> [Brief] Among the lines of data below, reproduce only those from the one with "Write each point like <point>229,40</point>." through the one with "Write each point like <point>521,380</point>.", exactly as they stand, both ends included.

> [Excerpted data]
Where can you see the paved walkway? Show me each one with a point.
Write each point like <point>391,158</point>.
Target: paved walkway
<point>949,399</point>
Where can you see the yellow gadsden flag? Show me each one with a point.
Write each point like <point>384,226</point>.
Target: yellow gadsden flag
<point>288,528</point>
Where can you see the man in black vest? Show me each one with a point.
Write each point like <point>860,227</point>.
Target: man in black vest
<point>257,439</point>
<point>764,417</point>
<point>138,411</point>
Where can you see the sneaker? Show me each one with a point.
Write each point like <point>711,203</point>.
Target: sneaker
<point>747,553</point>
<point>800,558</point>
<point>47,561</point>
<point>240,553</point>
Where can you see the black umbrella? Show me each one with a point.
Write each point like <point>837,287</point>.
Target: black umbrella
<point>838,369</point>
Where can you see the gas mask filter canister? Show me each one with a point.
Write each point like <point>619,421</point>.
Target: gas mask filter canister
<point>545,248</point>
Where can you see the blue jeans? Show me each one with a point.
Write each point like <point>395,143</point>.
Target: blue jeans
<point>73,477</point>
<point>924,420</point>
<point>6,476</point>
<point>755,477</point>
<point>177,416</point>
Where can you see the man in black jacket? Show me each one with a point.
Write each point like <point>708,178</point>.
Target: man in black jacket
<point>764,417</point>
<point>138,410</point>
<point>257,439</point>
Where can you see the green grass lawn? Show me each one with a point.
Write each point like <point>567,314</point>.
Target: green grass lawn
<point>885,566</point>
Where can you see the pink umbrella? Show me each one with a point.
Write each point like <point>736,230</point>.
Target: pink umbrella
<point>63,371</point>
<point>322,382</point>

--

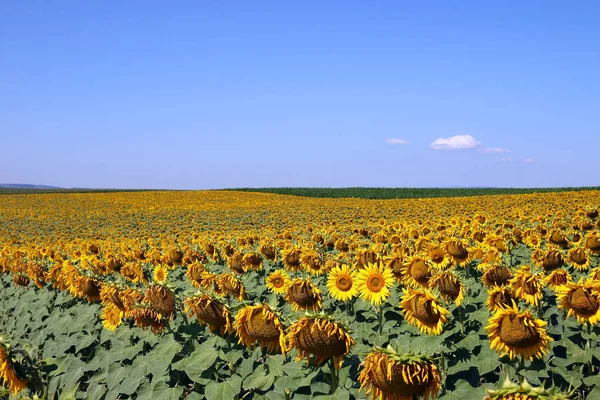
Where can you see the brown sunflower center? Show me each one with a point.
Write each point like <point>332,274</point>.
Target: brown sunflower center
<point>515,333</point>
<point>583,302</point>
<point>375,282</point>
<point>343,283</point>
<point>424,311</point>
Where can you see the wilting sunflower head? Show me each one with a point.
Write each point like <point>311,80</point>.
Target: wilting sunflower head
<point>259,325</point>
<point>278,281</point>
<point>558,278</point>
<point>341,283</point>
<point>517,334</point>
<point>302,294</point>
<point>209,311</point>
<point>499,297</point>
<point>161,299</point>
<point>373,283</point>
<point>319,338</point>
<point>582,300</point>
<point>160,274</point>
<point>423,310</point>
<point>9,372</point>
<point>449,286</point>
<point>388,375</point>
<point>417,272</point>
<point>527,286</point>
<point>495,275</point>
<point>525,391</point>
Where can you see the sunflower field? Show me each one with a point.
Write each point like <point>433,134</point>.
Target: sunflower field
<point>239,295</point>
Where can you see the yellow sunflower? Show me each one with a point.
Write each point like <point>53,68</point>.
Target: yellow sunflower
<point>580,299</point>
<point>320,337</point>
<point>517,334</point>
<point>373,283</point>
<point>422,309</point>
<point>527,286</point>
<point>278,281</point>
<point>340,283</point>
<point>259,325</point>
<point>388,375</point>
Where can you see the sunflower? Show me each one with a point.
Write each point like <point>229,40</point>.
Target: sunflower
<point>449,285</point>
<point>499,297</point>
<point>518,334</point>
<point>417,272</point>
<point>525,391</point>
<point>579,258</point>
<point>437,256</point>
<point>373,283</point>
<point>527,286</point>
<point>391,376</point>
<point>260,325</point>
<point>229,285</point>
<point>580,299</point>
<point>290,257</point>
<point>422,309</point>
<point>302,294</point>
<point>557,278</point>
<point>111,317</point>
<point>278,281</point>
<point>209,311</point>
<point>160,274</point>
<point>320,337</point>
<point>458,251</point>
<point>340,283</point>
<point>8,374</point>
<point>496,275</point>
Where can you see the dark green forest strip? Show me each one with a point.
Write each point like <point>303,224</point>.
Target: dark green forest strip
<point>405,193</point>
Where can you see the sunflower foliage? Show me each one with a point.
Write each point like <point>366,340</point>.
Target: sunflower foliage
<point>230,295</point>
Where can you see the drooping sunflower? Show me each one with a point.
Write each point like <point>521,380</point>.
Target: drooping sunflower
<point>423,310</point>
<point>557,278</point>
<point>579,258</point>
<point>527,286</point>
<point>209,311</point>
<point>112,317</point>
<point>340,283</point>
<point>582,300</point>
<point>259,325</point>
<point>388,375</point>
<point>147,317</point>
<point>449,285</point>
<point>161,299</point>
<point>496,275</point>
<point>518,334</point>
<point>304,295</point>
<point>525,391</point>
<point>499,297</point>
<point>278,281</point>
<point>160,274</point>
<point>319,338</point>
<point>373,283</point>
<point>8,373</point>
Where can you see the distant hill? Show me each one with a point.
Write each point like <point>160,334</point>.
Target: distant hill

> [Response to this task]
Write each point like <point>229,40</point>.
Target: sunflower
<point>449,285</point>
<point>499,297</point>
<point>518,334</point>
<point>417,272</point>
<point>525,391</point>
<point>579,258</point>
<point>437,256</point>
<point>373,283</point>
<point>527,286</point>
<point>391,376</point>
<point>260,325</point>
<point>229,285</point>
<point>580,299</point>
<point>290,257</point>
<point>422,309</point>
<point>302,294</point>
<point>557,278</point>
<point>111,317</point>
<point>278,281</point>
<point>209,311</point>
<point>160,274</point>
<point>320,337</point>
<point>458,251</point>
<point>340,283</point>
<point>8,374</point>
<point>496,275</point>
Where can you see the dark green forest strip? Show me each one with a point.
Write each point like <point>303,224</point>.
Target: dark green forest strip
<point>405,193</point>
Where can you see the sunflower foliage? Show me each one with a point.
Write each point like <point>366,340</point>.
Target: sunflower foliage
<point>230,295</point>
Where can you see the drooping sunflower? Show me each one with a point.
Write each point like <point>521,380</point>.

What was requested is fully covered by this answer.